BEGIN TASK INPUT

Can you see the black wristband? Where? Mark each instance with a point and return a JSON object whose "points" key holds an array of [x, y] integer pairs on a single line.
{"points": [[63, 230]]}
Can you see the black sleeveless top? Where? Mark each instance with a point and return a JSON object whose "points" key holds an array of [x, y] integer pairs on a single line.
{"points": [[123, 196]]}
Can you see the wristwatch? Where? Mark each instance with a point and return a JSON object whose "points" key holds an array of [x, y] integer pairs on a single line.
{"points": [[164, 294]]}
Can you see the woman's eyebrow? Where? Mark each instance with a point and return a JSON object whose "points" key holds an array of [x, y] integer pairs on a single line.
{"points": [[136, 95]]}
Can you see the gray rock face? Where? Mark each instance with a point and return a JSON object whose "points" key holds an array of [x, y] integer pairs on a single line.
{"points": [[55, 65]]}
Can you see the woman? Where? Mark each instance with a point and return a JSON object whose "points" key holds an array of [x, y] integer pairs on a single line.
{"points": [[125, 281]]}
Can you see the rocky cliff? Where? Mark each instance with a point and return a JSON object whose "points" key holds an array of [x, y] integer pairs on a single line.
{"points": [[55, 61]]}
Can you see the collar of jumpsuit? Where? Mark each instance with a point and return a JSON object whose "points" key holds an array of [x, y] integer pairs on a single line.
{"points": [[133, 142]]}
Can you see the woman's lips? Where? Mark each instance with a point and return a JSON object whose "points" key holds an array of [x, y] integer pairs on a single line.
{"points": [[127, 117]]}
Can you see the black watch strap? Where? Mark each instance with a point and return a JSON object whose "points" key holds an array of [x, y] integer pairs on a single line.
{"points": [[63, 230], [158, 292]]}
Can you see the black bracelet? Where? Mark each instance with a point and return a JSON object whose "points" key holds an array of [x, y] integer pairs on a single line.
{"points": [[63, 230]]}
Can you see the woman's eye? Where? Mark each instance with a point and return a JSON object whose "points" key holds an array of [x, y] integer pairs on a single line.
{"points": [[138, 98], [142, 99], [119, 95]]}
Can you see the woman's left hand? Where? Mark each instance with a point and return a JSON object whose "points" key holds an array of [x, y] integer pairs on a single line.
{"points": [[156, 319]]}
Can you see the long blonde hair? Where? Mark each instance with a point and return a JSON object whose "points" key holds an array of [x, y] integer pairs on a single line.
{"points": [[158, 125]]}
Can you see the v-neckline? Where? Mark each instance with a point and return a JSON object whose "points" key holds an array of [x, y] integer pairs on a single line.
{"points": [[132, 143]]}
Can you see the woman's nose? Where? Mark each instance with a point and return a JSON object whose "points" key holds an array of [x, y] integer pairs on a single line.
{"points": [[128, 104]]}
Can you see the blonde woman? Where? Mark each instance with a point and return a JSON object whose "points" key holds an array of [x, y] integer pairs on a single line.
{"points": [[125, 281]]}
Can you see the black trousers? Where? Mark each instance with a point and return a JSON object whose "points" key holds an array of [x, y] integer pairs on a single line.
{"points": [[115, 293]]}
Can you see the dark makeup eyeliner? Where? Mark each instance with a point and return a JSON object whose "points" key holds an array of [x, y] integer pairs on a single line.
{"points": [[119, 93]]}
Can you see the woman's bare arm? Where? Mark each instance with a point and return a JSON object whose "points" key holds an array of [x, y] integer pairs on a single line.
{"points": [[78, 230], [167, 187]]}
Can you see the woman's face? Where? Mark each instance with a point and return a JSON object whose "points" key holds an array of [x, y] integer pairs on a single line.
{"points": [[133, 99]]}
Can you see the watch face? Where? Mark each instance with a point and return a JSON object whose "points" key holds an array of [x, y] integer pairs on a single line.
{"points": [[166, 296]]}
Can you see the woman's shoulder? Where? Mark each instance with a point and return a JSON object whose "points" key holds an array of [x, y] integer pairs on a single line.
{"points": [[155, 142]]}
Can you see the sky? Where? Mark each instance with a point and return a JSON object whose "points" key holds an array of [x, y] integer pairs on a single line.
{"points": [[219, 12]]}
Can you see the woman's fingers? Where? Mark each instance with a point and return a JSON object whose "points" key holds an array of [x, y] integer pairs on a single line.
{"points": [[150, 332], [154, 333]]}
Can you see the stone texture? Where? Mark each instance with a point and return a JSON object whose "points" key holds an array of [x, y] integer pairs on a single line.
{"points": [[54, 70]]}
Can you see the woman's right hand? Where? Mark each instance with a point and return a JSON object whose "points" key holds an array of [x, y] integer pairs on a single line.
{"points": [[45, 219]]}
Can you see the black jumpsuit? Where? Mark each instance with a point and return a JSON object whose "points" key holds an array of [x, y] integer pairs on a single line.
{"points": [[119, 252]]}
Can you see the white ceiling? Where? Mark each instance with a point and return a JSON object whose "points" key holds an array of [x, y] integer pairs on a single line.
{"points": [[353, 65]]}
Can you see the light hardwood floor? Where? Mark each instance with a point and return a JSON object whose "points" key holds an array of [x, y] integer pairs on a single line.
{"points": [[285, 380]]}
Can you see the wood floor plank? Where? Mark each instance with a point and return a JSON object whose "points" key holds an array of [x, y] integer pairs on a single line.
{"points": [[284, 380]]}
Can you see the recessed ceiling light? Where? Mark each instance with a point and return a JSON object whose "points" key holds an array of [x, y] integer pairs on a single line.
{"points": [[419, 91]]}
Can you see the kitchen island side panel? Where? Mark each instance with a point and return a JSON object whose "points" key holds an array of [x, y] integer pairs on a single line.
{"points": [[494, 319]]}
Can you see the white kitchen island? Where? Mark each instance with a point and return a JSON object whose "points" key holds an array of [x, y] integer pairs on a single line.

END TASK INPUT

(WHAT THIS TASK INVOLVES) A verbatim transcription of all the entries above is required.

(WRITTEN ANSWER)
Can you see the black wristband? Where? Mark each instance with a point and return a JSON object whose "points" key holds an array of [x, y] integer pairs on a single line.
{"points": [[63, 230]]}
Can you see the black sleeveless top? Where? Mark each instance with a point and return a JSON object whose "points" key holds an array of [x, y] integer pairs on a single line.
{"points": [[123, 196]]}
Can you see the wristwatch? Where? Mark each instance with a point and return a JSON object whose "points" key holds an array of [x, y] integer pairs on a single line.
{"points": [[164, 294]]}
Can you see the woman's eyebrow? Where? Mark each instance with a point and return a JSON object whose "points" key holds an array of [x, y] integer pairs on a single line.
{"points": [[136, 95]]}
Can you see the gray rock face? Where? Mark each instance with a point and return a JSON object whose "points" key holds an array of [x, y] integer pairs on a single line.
{"points": [[55, 65]]}
Can you see the woman? Where? Mark each instance with a point and return a JSON object whose "points" key holds an array of [x, y] integer pairs on a single line.
{"points": [[125, 281]]}
Can you see the rocky cliff? Where? Mark each instance with a point and return a JSON object whose "points" key holds an array of [x, y] integer pairs on a single line.
{"points": [[55, 61]]}
Can you see the collar of jumpsuit? Where? Mark each instance with a point and return a JSON object whose "points" key holds an array of [x, y] integer pairs on a single line.
{"points": [[133, 142]]}
Can you see the woman's lips? Where? Mark each instance with a point and return a JSON object whose "points" key holds an array of [x, y] integer pairs on a single line.
{"points": [[127, 117]]}
Can you see the black watch strap? Where? Mark each instance with a point and return a JSON object whose "points" key holds an array of [x, y] integer pairs on a single line.
{"points": [[63, 230], [158, 292]]}
Can you see the black bracelet? Where? Mark each instance with a point and return a JSON object whose "points" key holds an array of [x, y] integer pairs on a single line.
{"points": [[63, 230]]}
Can you see the woman's eye? Where? Mark each instance with a point and return a JSON object whose "points" key holds an array of [x, y] integer pairs on a single line.
{"points": [[138, 98], [142, 99], [119, 95]]}
Can you see the woman's left hand? Where? Mark each instance with a point and return a JSON object whose "points" key holds an array of [x, y] integer pairs on a single line.
{"points": [[156, 319]]}
Can you see the long blonde hair? Where? Mark each instance with a point and return a JSON object whose "points" key holds an array of [x, y] integer pairs on a single line.
{"points": [[158, 125]]}
Can you see the v-neckline? Where? Mark each instance with a point and return a JSON object whose "points" key holds an array of [x, y] integer pairs on a single line.
{"points": [[132, 143]]}
Can you see the woman's nose? Where? Mark each instance with a point and return a JSON object whose "points" key holds an array of [x, y] integer pairs on a single line.
{"points": [[128, 104]]}
Can you see the blonde woman? Where? Mark each instance with a point and return a JSON object whose "points" key holds an array of [x, y] integer pairs on a single line.
{"points": [[125, 281]]}
Can you see the black trousers? Where? Mark each instance with a point and return a JSON object whose "points" key holds an array of [x, y] integer pairs on a single line.
{"points": [[115, 293]]}
Can you see the dark makeup eyeliner? Where? Mark each instance with a point and return a JSON object whose "points" key holds an array of [x, y] integer pairs on a single line.
{"points": [[119, 93]]}
Can you see the woman's bare arm? Where? Mark each instance with a point and return a JSON object whose "points" key holds an array of [x, y] integer pairs on a single line.
{"points": [[78, 230], [167, 187]]}
Can you see the woman's face? Where? Mark each instance with a point and return a JSON object whose "points" key holds an array of [x, y] integer pairs on a single line.
{"points": [[133, 99]]}
Can you see the watch face? Where? Mark each instance with a point and return a JSON object whose "points" key holds an array of [x, y] integer pairs on a single line.
{"points": [[166, 296]]}
Can you see the woman's shoulder? Where? Mark each instance with a point and return a JSON object whose "points" key holds an array of [x, y] integer pairs on a single line.
{"points": [[155, 142]]}
Can you see the sky? Where? Mark each instance with a point and return a JSON object whose "points" key holds an array of [x, y] integer pairs on a single line.
{"points": [[219, 12]]}
Can you see the woman's fingers? Where? Mark each instance with a point and return a JSON object whose "points" key holds an array of [x, y] integer pairs on a single line.
{"points": [[150, 332], [154, 333]]}
Can you see the stone texture? Where? Mark each instance with a point and return a JSON object whose "points" key holds an array of [x, y] integer pairs on a single line.
{"points": [[54, 70]]}
Can you see the woman's right hand? Where? Mark each instance with a point and return a JSON object whose "points" key holds an array of [x, y] integer pairs on a single line.
{"points": [[45, 219]]}
Can you see the black jumpsuit? Where? Mark each instance with a point and return a JSON object whose "points" key holds an array of [x, y] integer pairs on a single line.
{"points": [[119, 252]]}
Can you see the white ceiling? Where? Mark each instance with a point and return a JSON object whose "points" key holds an array of [x, y] integer pairs on a single line.
{"points": [[353, 65]]}
Can you see the light hardwood floor? Where? Mark each instance with a point and return a JSON object whose "points" key holds an array of [x, y] integer pairs on a single line.
{"points": [[285, 380]]}
Can you see the wood floor plank? Where? Mark each instance with a point and return a JSON object whose "points" key holds an array of [x, y] integer pairs on a single line.
{"points": [[284, 380]]}
Can you see the recessed ceiling light? Where? Mark each instance with a point and return a JSON object whose "points" key holds an array of [x, y] integer pairs on a single line.
{"points": [[419, 91]]}
Can you see the kitchen island side panel? Where? Mark each instance with a point and return a JSON object whose "points" key holds an array of [x, y] integer pairs on a single line.
{"points": [[494, 319]]}
Can you see the white kitchen island? Where? Mark each instance with a point and return a JSON object whose "points" key holds an array of [x, y] integer pairs on a single line.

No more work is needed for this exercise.